TEXT SEGMENT:
───

IIliotibial Band Syndrome – ITBS

It is one of the most common injuries that runners suffer and is often the root cause behind the dreaded  & infamous ‘Runners Knee’. The iliotibial band is a ligament that runs the length of the leg from hip to shin & attaches to the knee, It is generally here that pain is felt as the ITB becomes aggravated, tight & inflamed.  It can be recognised by pain on the outside of the knee which gets worse during running, particularly if going downhill, the good news is that you’re unlikely to do long term damage by continuing to run – but it is just as unlikely to ease and the severity of pain and speed of onset will increase.

Here are my top ten tips for preventing iliotibial band syndrome:

  1. Most importantly, always decrease your mileage or take a few days off if you feel pain on the outside of your knee.
  2. Strength & Conditioning
  3. Walk before you start your runs.
  4. Make sure your shoes aren’t worn along the outside of the sole. If they are, replace them.
  5. Avoid running on a cambered surface continuously
  6. Try running on softer or mixed surfaces like grass & sand.
  7. If you change on a track change directions.
  8. See a podiatrist to check if you need orthotics.
  9. Lower drop shoes may help with a more natural running form
  10. Concentrate on form

So it’s too late & you didn’t find my tips for preventing ITBS, what to do know? Simple – read my top ten tips for treating Iliotibial Band Syndrome (ITBS)

  1. Rest – the first & most important step if you’re suffering from ITBS. If you continue to run it will aggravate the injury & you may end up with a chronic case.
  2. Ice – a tried & tested technique to reduce the inflammation & ease pain. A recommended course is apply ice for 10 mins every hour until pain has eased.
  3. Anti- Inflammatory Medication – Ibuprofen or Aspirin will help in reducing the inflammation as will prescription drugs such as Naproxen.ITBS Stretch ITBS Stretch
  4. Stretching – regular stretching will help as part of a conservative treatment programme. A couple of good ones to ease ITBS are to lie on your back, bring the injured knee up to your shoulder then push it over the opposite shoulder with hand or elbow. Another effective stretch is to stand upright & cross the injured leg behind the good leg. Then reach past the good knee towards the foot of the injured leg, you don’t have to reach the foot for this to work.
  5. Foam roller – This WILL hurt when done properly, but it is a great way to release the iliotibial band. I always think it feels like an elastic band snapping in your leg when your rolling it! As always with foam rolling take care to ensure you don’t cause other damage.

───

Dataset entries
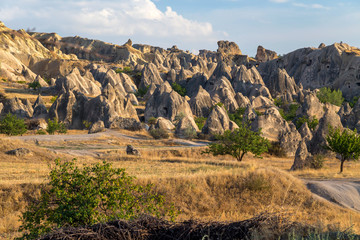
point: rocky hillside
(127, 86)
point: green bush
(34, 85)
(200, 122)
(159, 133)
(55, 126)
(317, 161)
(179, 89)
(82, 196)
(12, 125)
(87, 124)
(326, 95)
(312, 123)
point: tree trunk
(342, 165)
(241, 156)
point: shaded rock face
(302, 157)
(166, 103)
(264, 55)
(96, 127)
(318, 142)
(186, 127)
(201, 103)
(150, 74)
(218, 122)
(17, 107)
(75, 81)
(334, 66)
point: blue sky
(280, 25)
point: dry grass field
(202, 187)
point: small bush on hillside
(179, 89)
(55, 126)
(159, 133)
(12, 125)
(81, 196)
(317, 161)
(326, 95)
(312, 123)
(200, 122)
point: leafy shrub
(190, 133)
(152, 120)
(87, 124)
(179, 89)
(159, 133)
(12, 125)
(200, 122)
(276, 150)
(81, 196)
(312, 123)
(317, 161)
(326, 95)
(41, 132)
(34, 85)
(55, 126)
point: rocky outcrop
(150, 75)
(218, 122)
(186, 128)
(75, 81)
(264, 55)
(302, 157)
(201, 103)
(97, 127)
(167, 103)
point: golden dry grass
(201, 186)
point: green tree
(239, 142)
(12, 125)
(327, 95)
(346, 143)
(55, 126)
(81, 196)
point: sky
(279, 25)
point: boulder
(167, 103)
(186, 128)
(218, 122)
(302, 157)
(97, 127)
(201, 103)
(19, 152)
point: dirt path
(344, 192)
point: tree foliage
(84, 196)
(239, 142)
(326, 95)
(346, 143)
(12, 125)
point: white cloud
(313, 6)
(279, 1)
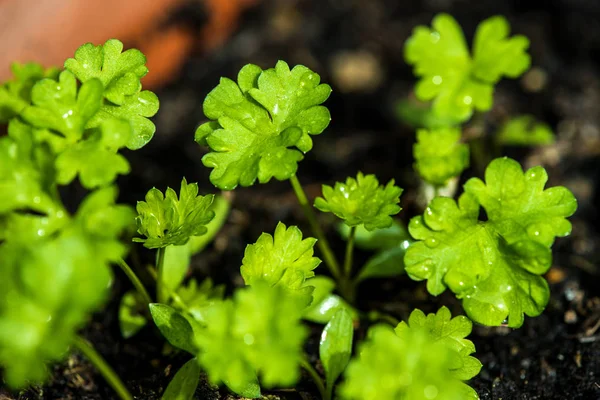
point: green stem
(135, 280)
(349, 253)
(322, 242)
(160, 261)
(316, 378)
(102, 366)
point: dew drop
(431, 242)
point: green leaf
(451, 332)
(264, 124)
(59, 106)
(456, 82)
(284, 259)
(524, 131)
(28, 206)
(221, 207)
(136, 109)
(50, 286)
(387, 263)
(414, 364)
(120, 73)
(259, 333)
(494, 266)
(184, 383)
(130, 318)
(15, 94)
(95, 159)
(361, 201)
(439, 155)
(495, 55)
(167, 220)
(378, 239)
(174, 327)
(335, 347)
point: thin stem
(316, 378)
(322, 242)
(160, 261)
(102, 366)
(135, 280)
(349, 253)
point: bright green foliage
(362, 201)
(494, 266)
(283, 259)
(119, 74)
(61, 112)
(439, 155)
(525, 131)
(262, 124)
(28, 207)
(50, 286)
(414, 364)
(15, 94)
(258, 333)
(456, 81)
(166, 220)
(451, 332)
(184, 383)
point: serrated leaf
(361, 201)
(168, 220)
(221, 207)
(184, 383)
(120, 72)
(259, 333)
(136, 109)
(50, 286)
(456, 82)
(439, 155)
(451, 333)
(264, 124)
(28, 207)
(174, 327)
(506, 254)
(59, 106)
(409, 367)
(283, 259)
(95, 160)
(335, 347)
(524, 131)
(130, 319)
(15, 94)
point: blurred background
(357, 47)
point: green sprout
(456, 81)
(428, 358)
(494, 266)
(439, 155)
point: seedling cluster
(56, 267)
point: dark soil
(554, 356)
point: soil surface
(357, 47)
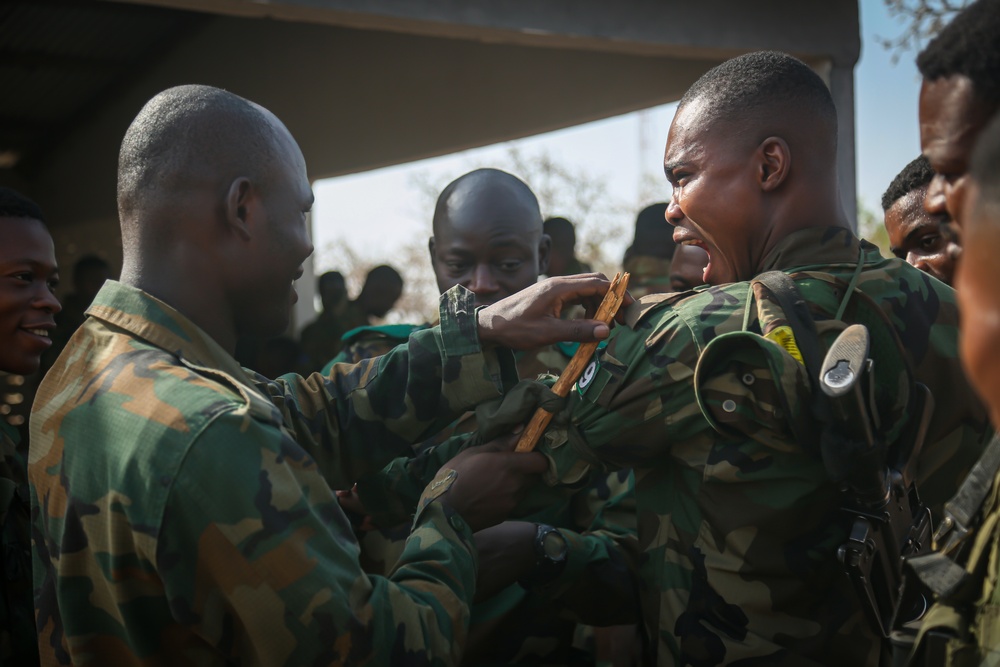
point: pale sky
(380, 210)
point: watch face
(554, 545)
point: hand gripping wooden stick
(605, 313)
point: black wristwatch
(551, 550)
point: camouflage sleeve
(359, 417)
(638, 401)
(364, 348)
(255, 552)
(599, 585)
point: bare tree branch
(922, 20)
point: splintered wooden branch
(605, 313)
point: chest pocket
(601, 379)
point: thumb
(584, 331)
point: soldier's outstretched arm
(255, 552)
(359, 417)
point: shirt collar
(159, 324)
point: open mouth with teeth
(698, 243)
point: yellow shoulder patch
(784, 337)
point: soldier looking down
(922, 239)
(738, 518)
(488, 238)
(182, 506)
(959, 94)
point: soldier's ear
(241, 207)
(774, 160)
(544, 248)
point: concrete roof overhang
(368, 83)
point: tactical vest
(763, 385)
(962, 628)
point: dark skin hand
(530, 319)
(506, 553)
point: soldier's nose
(482, 280)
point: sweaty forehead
(25, 239)
(687, 135)
(488, 211)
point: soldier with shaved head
(488, 238)
(182, 506)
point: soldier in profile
(924, 240)
(739, 519)
(488, 238)
(28, 276)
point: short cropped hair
(15, 205)
(915, 175)
(757, 85)
(969, 46)
(492, 177)
(984, 166)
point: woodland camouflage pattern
(18, 645)
(183, 511)
(739, 531)
(598, 521)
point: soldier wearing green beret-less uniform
(28, 276)
(182, 506)
(488, 237)
(739, 520)
(960, 136)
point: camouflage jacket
(518, 626)
(182, 513)
(739, 532)
(18, 645)
(648, 275)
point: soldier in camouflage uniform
(649, 257)
(959, 96)
(182, 512)
(28, 274)
(488, 238)
(738, 522)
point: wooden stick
(605, 313)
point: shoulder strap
(783, 289)
(966, 503)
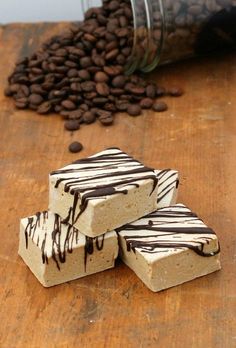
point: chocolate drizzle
(89, 246)
(56, 239)
(107, 173)
(168, 229)
(167, 182)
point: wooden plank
(197, 136)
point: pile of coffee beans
(194, 27)
(80, 73)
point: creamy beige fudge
(103, 192)
(56, 252)
(169, 247)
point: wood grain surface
(197, 136)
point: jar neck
(148, 35)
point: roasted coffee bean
(160, 91)
(134, 110)
(100, 76)
(113, 70)
(100, 101)
(75, 114)
(102, 89)
(175, 91)
(88, 86)
(35, 99)
(72, 73)
(21, 105)
(160, 106)
(72, 125)
(112, 54)
(44, 108)
(81, 73)
(84, 75)
(146, 103)
(85, 62)
(98, 60)
(68, 104)
(75, 147)
(151, 91)
(8, 92)
(118, 81)
(89, 117)
(122, 105)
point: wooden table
(197, 136)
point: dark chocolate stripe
(59, 248)
(102, 179)
(151, 240)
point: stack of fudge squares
(110, 204)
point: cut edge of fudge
(169, 247)
(56, 252)
(102, 192)
(168, 183)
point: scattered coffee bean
(35, 99)
(68, 104)
(72, 125)
(44, 108)
(102, 89)
(75, 147)
(80, 73)
(89, 117)
(146, 103)
(134, 110)
(176, 91)
(159, 106)
(101, 76)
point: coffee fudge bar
(168, 182)
(102, 192)
(57, 252)
(169, 247)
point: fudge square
(56, 252)
(169, 247)
(102, 192)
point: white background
(40, 10)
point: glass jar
(165, 31)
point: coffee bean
(112, 54)
(160, 106)
(122, 105)
(119, 81)
(102, 89)
(146, 103)
(113, 70)
(134, 110)
(100, 101)
(68, 104)
(74, 115)
(151, 91)
(35, 99)
(8, 91)
(88, 86)
(72, 73)
(72, 125)
(85, 62)
(89, 117)
(176, 91)
(113, 5)
(75, 147)
(81, 73)
(21, 104)
(44, 108)
(101, 76)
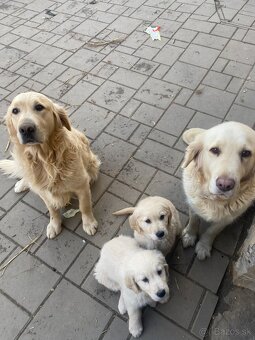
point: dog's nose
(160, 234)
(225, 183)
(161, 293)
(27, 129)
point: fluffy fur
(52, 159)
(222, 155)
(140, 275)
(155, 222)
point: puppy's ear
(192, 153)
(134, 223)
(61, 117)
(131, 284)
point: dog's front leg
(190, 233)
(135, 321)
(204, 245)
(85, 205)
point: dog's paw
(135, 330)
(187, 239)
(90, 227)
(203, 250)
(20, 186)
(52, 231)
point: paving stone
(83, 264)
(199, 55)
(185, 75)
(150, 93)
(108, 224)
(159, 156)
(136, 174)
(204, 315)
(175, 119)
(184, 298)
(118, 329)
(128, 78)
(12, 318)
(29, 224)
(204, 100)
(112, 96)
(209, 273)
(169, 187)
(60, 252)
(156, 326)
(121, 127)
(28, 281)
(56, 309)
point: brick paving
(133, 100)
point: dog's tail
(10, 168)
(124, 211)
(190, 135)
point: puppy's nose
(161, 293)
(225, 183)
(160, 234)
(27, 129)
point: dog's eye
(39, 107)
(215, 151)
(15, 111)
(246, 153)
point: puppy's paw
(90, 227)
(187, 239)
(21, 186)
(203, 250)
(52, 231)
(135, 330)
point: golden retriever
(155, 222)
(140, 275)
(218, 179)
(52, 159)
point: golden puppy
(218, 179)
(51, 158)
(155, 222)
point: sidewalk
(133, 100)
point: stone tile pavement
(133, 100)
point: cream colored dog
(140, 275)
(155, 222)
(52, 159)
(218, 179)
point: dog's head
(32, 118)
(152, 217)
(148, 272)
(224, 155)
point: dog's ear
(131, 284)
(61, 117)
(192, 152)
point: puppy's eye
(15, 111)
(246, 153)
(39, 107)
(215, 151)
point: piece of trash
(153, 31)
(50, 13)
(70, 213)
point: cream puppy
(155, 222)
(140, 275)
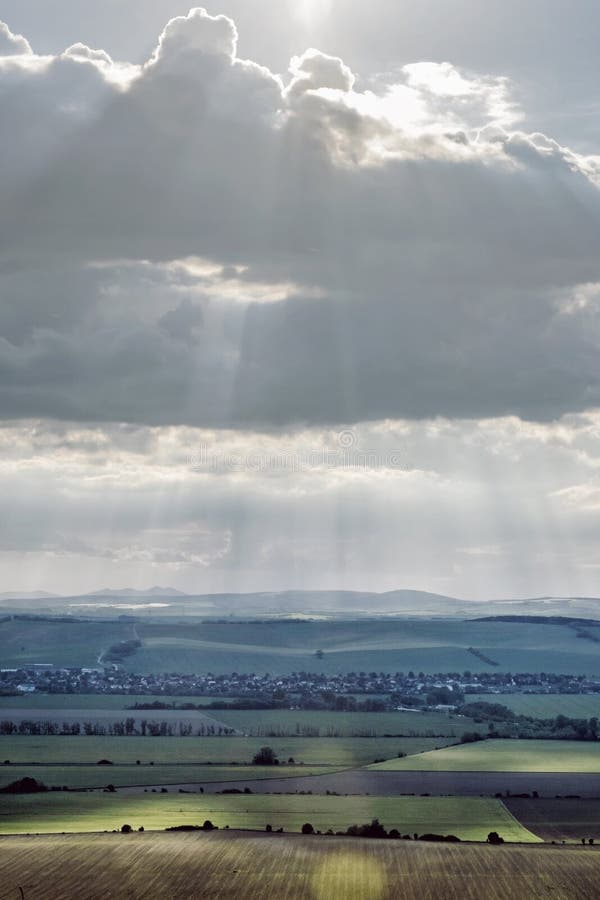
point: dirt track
(362, 781)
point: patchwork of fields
(340, 752)
(504, 756)
(558, 818)
(545, 706)
(285, 647)
(269, 867)
(470, 818)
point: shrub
(265, 757)
(494, 838)
(25, 785)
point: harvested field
(261, 867)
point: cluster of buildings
(404, 688)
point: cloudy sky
(300, 295)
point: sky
(300, 295)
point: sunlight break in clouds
(199, 251)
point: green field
(468, 818)
(545, 706)
(76, 777)
(115, 702)
(558, 819)
(28, 641)
(391, 645)
(231, 865)
(341, 752)
(504, 756)
(269, 722)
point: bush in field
(265, 757)
(25, 785)
(471, 737)
(374, 829)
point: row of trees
(505, 723)
(118, 728)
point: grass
(77, 777)
(285, 721)
(341, 752)
(545, 706)
(558, 819)
(66, 643)
(469, 818)
(274, 646)
(271, 867)
(115, 702)
(504, 756)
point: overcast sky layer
(274, 316)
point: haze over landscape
(299, 450)
(320, 324)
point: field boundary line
(511, 815)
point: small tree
(265, 757)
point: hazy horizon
(300, 296)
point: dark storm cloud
(425, 263)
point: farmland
(545, 706)
(284, 646)
(347, 752)
(558, 819)
(269, 867)
(43, 703)
(505, 756)
(470, 818)
(270, 722)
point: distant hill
(293, 603)
(132, 592)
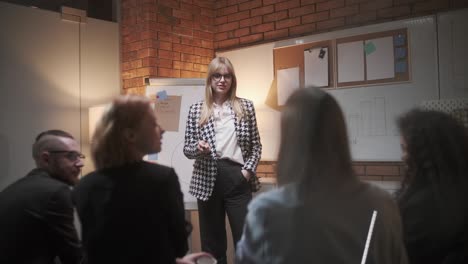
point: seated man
(36, 212)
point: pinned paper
(399, 40)
(168, 112)
(400, 67)
(161, 95)
(400, 53)
(369, 47)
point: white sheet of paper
(287, 83)
(381, 62)
(315, 68)
(350, 61)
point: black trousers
(230, 196)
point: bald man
(36, 212)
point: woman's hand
(247, 174)
(203, 147)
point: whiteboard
(172, 155)
(370, 111)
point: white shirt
(226, 139)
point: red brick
(288, 23)
(227, 10)
(250, 22)
(132, 73)
(148, 34)
(228, 26)
(362, 17)
(132, 37)
(227, 43)
(164, 45)
(147, 52)
(168, 72)
(238, 16)
(182, 48)
(330, 5)
(165, 63)
(394, 12)
(183, 65)
(315, 17)
(275, 16)
(221, 36)
(190, 58)
(182, 31)
(250, 5)
(345, 11)
(203, 34)
(129, 56)
(191, 41)
(149, 61)
(164, 36)
(146, 71)
(277, 34)
(149, 43)
(202, 51)
(189, 24)
(166, 54)
(287, 5)
(221, 20)
(303, 10)
(262, 11)
(302, 29)
(208, 12)
(251, 38)
(263, 28)
(241, 32)
(168, 3)
(332, 23)
(208, 44)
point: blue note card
(161, 95)
(400, 53)
(399, 40)
(400, 67)
(369, 47)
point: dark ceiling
(99, 9)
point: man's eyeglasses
(217, 76)
(70, 155)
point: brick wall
(165, 38)
(169, 38)
(243, 23)
(178, 38)
(365, 170)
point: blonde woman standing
(222, 136)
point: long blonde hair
(207, 109)
(109, 147)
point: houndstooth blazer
(204, 167)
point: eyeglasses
(217, 77)
(70, 155)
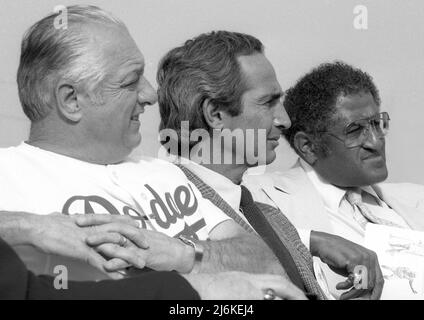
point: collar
(331, 195)
(228, 190)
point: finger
(284, 289)
(97, 261)
(116, 264)
(106, 237)
(136, 235)
(347, 284)
(137, 259)
(88, 220)
(352, 294)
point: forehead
(356, 106)
(259, 75)
(116, 46)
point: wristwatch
(198, 250)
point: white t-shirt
(152, 191)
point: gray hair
(49, 53)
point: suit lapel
(412, 216)
(297, 198)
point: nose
(147, 94)
(281, 118)
(374, 140)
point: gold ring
(269, 294)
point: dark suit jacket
(16, 282)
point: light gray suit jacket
(295, 195)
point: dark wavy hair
(311, 102)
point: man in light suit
(338, 131)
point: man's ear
(305, 147)
(67, 102)
(213, 117)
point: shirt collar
(227, 189)
(331, 195)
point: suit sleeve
(17, 283)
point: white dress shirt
(341, 213)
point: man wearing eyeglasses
(338, 131)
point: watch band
(198, 249)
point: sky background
(297, 34)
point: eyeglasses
(357, 132)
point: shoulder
(403, 190)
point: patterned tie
(354, 196)
(258, 221)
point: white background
(298, 35)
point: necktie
(258, 221)
(354, 197)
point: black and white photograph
(212, 150)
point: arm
(17, 283)
(15, 227)
(45, 233)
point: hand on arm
(343, 256)
(242, 252)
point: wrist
(16, 227)
(316, 242)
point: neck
(68, 143)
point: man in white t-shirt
(83, 89)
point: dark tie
(258, 221)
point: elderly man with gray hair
(83, 89)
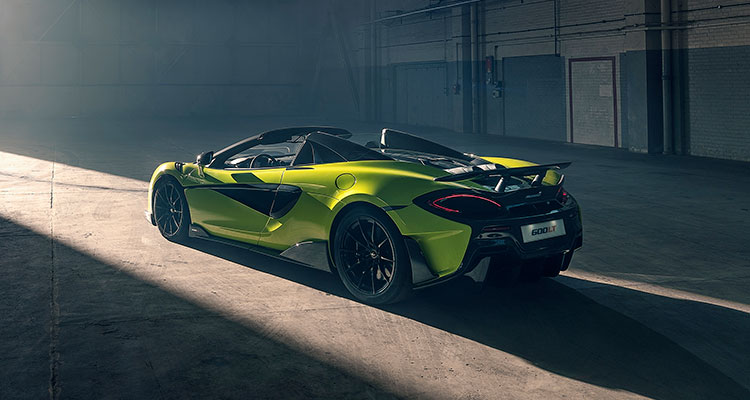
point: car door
(302, 210)
(233, 203)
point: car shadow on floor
(104, 333)
(556, 328)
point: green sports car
(389, 217)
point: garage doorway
(593, 101)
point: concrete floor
(95, 304)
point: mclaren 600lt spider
(388, 217)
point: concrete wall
(150, 57)
(709, 75)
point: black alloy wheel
(371, 258)
(171, 212)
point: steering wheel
(263, 160)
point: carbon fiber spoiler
(538, 170)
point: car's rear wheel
(371, 257)
(171, 212)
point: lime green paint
(327, 189)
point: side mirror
(204, 158)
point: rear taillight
(467, 205)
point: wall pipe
(666, 77)
(475, 78)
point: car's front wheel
(371, 257)
(171, 212)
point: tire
(371, 257)
(170, 209)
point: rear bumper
(508, 245)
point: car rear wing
(539, 171)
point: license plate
(543, 230)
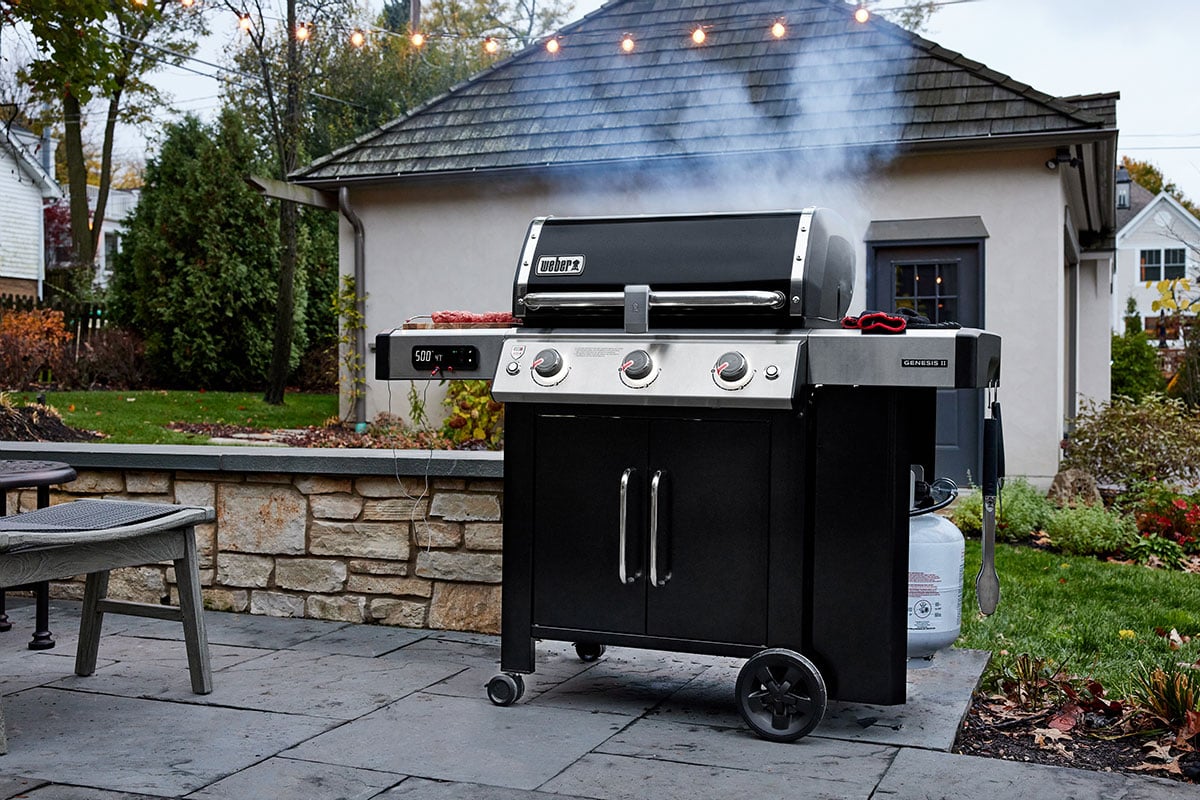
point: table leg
(42, 638)
(5, 625)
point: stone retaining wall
(349, 543)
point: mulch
(994, 729)
(37, 422)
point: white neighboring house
(27, 181)
(1157, 239)
(120, 205)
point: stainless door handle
(655, 482)
(624, 513)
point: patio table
(40, 475)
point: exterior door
(943, 283)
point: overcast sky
(1146, 49)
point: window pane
(927, 281)
(1151, 264)
(1175, 262)
(948, 275)
(905, 275)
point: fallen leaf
(1043, 735)
(1170, 767)
(1157, 751)
(1067, 717)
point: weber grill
(700, 458)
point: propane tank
(935, 573)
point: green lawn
(1096, 618)
(139, 416)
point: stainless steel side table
(40, 475)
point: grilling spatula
(988, 582)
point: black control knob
(731, 367)
(636, 365)
(547, 362)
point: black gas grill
(699, 458)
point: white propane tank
(935, 584)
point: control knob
(637, 365)
(547, 362)
(731, 367)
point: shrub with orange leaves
(33, 346)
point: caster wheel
(505, 689)
(780, 695)
(588, 650)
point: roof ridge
(1005, 80)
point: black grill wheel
(780, 695)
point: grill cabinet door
(712, 513)
(576, 584)
(713, 527)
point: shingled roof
(828, 83)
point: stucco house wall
(455, 245)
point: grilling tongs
(988, 582)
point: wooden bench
(94, 536)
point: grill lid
(779, 269)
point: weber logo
(559, 265)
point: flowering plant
(1161, 511)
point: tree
(101, 49)
(197, 277)
(913, 14)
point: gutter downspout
(360, 280)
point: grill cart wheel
(780, 695)
(505, 689)
(588, 650)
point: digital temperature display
(437, 358)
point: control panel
(664, 371)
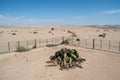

───

PROMPT 1: Reproduce word for word the part of the iliotibial band syndrome text that begins at the words "8. See a podiatrist" and stops after the words "a chronic case.".
PROMPT 2: Write the next part of the iliotibial band syndrome text, picking up right after its last sentence.

ANSWER SECTION 1:
8. See a podiatrist to check if you need orthotics.
  9. Lower drop shoes may help with a more natural running form
  10. Concentrate on form

So it’s too late & you didn’t find my tips for preventing ITBS, what to do know? Simple – read my top ten tips for treating Iliotibial Band Syndrome (ITBS)

  1. Rest – the first & most important step if you’re suffering from ITBS. If you continue to run it will aggravate the injury & you may end up with a chronic case.

ANSWER SECTION 2:
  6. Strength & Conditioning – Avoid exercises that will aggravate the ITBS and focus on glutes & hip flexor’s as weakness or imbalance in these area’s is most commonly the cause of the inflammation. A great source of exercises is the Sports Injury Clinic.
  7. Surgery – A final course of action if nothing else has worked!
  8. Physiotherapy – massaging will help release tightness of muscles that may be causing the imbalance that is causing the inflammation, a good physio will identify the cause & give you exercises to improve strength & flexibility avoiding further problems
  9. Ultrasound &/or Electrical Stimulation – a disputed form of treatment that is used by PT’s but has not got the supporting research to prove that it is truly effective – like ice baths or compression clothing. Home ultrasound kits are available but care should be taken as you can burn yourself which probably won’t help ITBS recovery.
  10. Cortisone – Not recommended unless none of the other treatments have helped as although this powerful anti inflammatory has been proven to significantly reduce pain it may also cause other side effects such as thinning of the cartilage or weakening of the ligaments.

One final point I have to add, although I would never propose it as a sensible option to treat ITBS, after my last time suffering with this problem I ran London Marathon, struggling from around 11-12miles with the ever increasing pain as my iliotibial band became more & more inflamed. Once I had hobbled over theline I got a massage & they focused most of their attention on the offending ligament.

6 days later I ran a 60 ultra. Pain free. Well, pain from the ITBS free anyway.